Extracted text
::::::::::

- Alice Magaw
- Born: November 9, 1860 Coshocton, Ohio, U.S.
- Died: February 17, 1928 (aged 67) Hudson, Wisconsin, U.S.
- Education: Women’s Hospital School of Nursing in Chicago
- Known for: Anesthesia
- Spouse: George Kessel ​ ​(m. 1908; sep. 1919)​
- Scientific career
- Fields: nursing
- Workplaces: Mayo Clinic

= Alice Magaw =

American nurse (1860–1928)

Alice Magaw (November 9, 1860 – February 17, 1928) was an American nurse known for her work on anesthesia. Her innovations helped lead to major advances in modern surgery and earned her the title of the 'mother of anesthesia.'

== Early life and education ==
Alice Magaw was born on November 9, 1860, in Coshocton, Ohio, to Thomas and Nancy Elizabeth Magaw. In 1881, the Magaw family relocated to the Five Corners area of Rochester, Minnesota. Magaw attended the Women's Hospital School of Nursing in Chicago, Illinois, from 1887 to 1889 with her friend Edith Graham and Edith's older sister, Dinah.

::::::::::

What needs to be done
Reproduce the passage of the Alice Magaw text from "American nurse (1860–1928)" to "older sister, Dinah." word for word.

Given records
::::::::::

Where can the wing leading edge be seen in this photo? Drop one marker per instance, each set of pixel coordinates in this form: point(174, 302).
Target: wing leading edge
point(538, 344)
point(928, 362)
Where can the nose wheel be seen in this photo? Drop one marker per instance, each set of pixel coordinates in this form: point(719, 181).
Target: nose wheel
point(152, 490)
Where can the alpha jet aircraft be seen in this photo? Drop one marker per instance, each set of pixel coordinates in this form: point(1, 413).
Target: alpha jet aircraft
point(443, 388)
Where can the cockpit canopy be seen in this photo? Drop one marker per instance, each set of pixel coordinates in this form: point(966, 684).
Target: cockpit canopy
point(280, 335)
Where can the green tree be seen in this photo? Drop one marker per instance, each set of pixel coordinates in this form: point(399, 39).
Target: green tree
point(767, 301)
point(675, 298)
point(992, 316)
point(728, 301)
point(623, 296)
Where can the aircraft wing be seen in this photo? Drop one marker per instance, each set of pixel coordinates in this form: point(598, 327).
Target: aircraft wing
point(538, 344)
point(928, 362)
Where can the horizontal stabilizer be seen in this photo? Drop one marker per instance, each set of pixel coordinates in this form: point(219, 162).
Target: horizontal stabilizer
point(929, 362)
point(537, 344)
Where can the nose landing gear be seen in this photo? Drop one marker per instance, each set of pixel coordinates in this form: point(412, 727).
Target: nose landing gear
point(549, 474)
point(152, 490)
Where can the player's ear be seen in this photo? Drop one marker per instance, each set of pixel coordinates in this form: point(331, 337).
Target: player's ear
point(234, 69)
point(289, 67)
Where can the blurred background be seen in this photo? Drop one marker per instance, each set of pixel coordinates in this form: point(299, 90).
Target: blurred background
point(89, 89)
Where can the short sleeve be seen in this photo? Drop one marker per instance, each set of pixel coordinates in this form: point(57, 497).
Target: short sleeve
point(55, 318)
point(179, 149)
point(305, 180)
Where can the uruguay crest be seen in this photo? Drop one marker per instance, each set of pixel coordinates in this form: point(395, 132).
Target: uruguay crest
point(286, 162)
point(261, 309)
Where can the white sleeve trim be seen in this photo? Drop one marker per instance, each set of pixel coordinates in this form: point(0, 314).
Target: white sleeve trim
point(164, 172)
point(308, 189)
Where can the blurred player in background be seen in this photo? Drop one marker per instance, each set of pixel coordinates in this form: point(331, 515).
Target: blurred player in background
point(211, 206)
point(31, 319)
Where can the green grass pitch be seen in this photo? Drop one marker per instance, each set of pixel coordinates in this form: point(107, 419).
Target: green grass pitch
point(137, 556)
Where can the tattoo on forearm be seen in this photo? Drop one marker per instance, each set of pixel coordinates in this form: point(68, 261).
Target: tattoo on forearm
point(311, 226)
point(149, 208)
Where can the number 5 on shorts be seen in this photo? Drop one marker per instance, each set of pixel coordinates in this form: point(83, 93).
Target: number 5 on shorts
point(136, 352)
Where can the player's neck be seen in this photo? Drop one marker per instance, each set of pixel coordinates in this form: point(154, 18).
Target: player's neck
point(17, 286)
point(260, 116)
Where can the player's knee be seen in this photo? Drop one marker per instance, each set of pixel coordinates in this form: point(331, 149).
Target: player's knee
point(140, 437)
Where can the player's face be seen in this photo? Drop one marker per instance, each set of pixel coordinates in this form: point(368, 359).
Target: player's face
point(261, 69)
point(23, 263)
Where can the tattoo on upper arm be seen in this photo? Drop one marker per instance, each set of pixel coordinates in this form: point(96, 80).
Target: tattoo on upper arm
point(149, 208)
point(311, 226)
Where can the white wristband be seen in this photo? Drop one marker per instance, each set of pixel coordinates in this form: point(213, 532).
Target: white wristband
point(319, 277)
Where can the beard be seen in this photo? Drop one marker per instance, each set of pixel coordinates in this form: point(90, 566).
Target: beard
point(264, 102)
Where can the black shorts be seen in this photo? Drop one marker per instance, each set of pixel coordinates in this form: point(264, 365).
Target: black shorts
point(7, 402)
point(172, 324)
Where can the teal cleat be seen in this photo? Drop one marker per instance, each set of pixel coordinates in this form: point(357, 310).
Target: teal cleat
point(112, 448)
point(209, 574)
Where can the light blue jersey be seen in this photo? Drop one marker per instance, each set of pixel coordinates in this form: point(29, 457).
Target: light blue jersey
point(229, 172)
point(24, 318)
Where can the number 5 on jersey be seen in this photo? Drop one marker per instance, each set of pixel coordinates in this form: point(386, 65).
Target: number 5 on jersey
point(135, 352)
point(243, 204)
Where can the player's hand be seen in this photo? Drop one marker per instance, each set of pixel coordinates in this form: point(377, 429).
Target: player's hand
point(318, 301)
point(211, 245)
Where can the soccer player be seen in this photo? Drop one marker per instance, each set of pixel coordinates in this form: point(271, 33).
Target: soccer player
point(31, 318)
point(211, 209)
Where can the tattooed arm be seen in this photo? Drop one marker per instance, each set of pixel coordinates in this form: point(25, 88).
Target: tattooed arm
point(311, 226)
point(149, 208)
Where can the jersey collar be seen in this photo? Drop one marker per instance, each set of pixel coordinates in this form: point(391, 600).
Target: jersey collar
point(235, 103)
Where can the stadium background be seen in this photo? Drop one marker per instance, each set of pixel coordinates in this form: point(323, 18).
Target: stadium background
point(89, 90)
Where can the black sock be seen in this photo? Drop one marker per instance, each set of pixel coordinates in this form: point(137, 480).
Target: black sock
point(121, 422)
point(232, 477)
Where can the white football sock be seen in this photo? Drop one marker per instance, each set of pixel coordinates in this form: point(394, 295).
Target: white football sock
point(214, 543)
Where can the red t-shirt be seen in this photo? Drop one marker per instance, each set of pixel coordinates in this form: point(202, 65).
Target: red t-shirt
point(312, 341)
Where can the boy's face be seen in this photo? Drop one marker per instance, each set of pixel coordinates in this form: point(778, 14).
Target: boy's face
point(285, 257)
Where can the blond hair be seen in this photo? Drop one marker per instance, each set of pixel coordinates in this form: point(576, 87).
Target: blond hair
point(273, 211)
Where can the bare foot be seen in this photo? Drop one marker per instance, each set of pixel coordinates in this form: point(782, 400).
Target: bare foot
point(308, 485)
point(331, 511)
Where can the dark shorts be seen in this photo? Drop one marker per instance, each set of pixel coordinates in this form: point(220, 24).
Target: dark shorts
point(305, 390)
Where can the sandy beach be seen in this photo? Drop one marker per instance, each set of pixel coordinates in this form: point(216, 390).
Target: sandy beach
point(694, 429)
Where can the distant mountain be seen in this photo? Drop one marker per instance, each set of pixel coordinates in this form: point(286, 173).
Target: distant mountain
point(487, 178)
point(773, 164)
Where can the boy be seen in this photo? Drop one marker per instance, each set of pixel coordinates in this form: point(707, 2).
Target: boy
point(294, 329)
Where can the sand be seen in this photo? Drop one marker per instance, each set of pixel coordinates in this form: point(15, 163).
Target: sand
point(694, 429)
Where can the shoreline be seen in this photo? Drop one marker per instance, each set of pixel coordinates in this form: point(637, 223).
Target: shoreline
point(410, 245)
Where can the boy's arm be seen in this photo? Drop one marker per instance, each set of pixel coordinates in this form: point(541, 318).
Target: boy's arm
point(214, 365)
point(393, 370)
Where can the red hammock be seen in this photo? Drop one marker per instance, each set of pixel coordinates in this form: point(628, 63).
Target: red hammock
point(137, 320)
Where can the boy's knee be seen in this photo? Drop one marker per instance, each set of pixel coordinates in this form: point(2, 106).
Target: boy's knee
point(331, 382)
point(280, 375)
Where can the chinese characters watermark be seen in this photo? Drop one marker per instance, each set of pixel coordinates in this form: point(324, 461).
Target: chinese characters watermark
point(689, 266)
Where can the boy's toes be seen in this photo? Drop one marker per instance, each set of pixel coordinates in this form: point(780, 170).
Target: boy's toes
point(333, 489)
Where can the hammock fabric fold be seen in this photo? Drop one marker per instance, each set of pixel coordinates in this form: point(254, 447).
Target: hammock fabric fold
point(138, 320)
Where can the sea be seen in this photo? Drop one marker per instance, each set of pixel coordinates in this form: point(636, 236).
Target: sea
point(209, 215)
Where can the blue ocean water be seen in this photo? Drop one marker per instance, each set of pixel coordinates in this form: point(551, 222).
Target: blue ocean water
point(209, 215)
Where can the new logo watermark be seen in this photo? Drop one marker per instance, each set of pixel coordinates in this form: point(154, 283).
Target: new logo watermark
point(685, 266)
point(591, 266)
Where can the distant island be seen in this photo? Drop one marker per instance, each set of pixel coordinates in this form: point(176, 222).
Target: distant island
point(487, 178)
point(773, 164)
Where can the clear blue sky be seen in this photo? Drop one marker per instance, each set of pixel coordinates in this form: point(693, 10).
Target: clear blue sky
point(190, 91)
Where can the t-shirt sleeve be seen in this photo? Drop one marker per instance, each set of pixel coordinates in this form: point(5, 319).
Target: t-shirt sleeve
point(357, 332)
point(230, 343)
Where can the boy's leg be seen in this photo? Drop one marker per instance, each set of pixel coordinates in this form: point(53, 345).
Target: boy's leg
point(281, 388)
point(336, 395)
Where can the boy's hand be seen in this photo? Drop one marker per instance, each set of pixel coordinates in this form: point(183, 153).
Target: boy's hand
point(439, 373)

::::::::::

Solution
American nurse (1860–1928)

Alice Magaw (November 9, 1860 – February 17, 1928) was an American nurse known for her work on anesthesia. Her innovations helped lead to major advances in modern surgery and earned her the title of the 'mother of anesthesia.'

== Early life and education ==
Alice Magaw was born on November 9, 1860, in Coshocton, Ohio, to Thomas and Nancy Elizabeth Magaw. In 1881, the Magaw family relocated to the Five Corners area of Rochester, Minnesota. Magaw attended the Women's Hospital School of Nursing in Chicago, Illinois, from 1887 to 1889 with her friend Edith Graham and Edith's older sister, Dinah.